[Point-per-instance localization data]
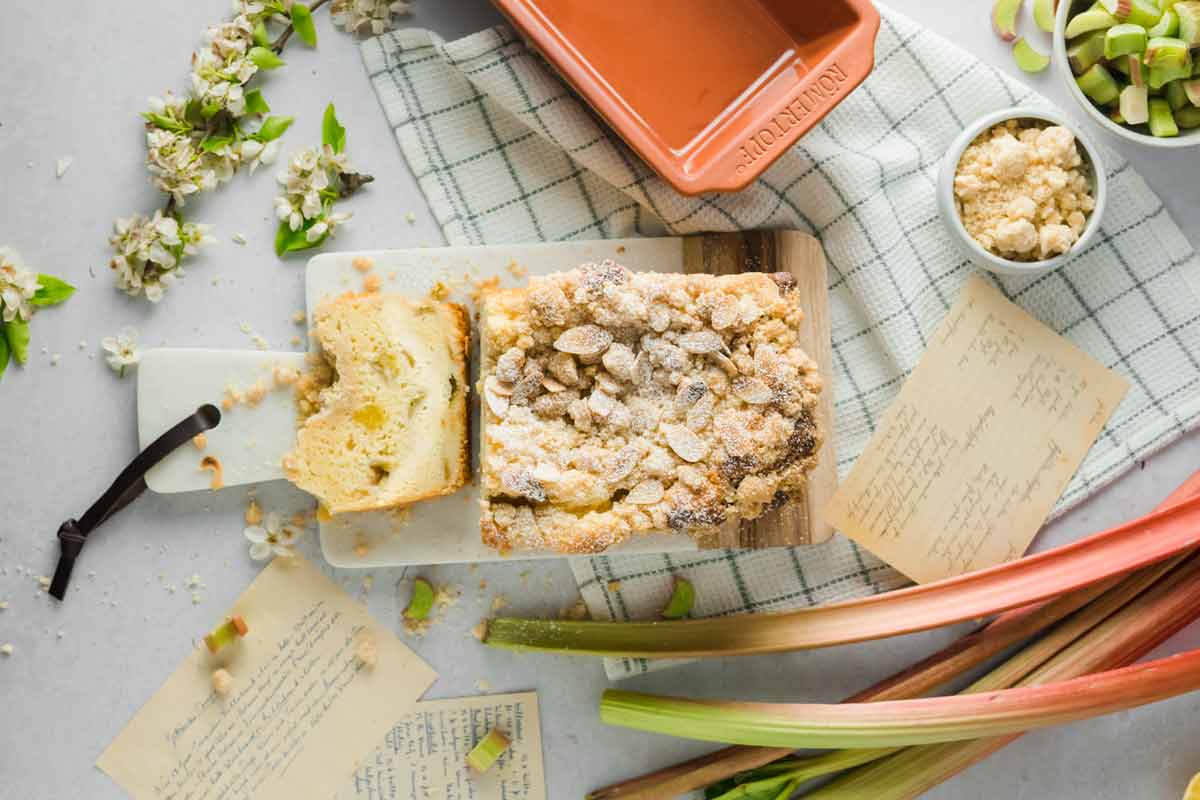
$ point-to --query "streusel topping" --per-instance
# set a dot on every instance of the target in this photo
(621, 402)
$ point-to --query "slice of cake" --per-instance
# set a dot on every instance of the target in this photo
(618, 402)
(390, 428)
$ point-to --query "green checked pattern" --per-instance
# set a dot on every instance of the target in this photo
(505, 152)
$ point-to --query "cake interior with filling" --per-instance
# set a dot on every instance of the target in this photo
(384, 408)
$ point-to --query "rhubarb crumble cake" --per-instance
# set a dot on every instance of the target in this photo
(384, 407)
(617, 402)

Exercise description:
Scan the records for the string "query". Copy each line in which it appears.

Task solution:
$ point-to --query "streusel topping" --per-instance
$ point-to --query "slice of cake" --per-instance
$ point-to --query "green checked pattern" --per-instance
$ point-to --query "cake interior with filling" --per-instance
$ point-to --query "rhubarb crumble cake" --per-instance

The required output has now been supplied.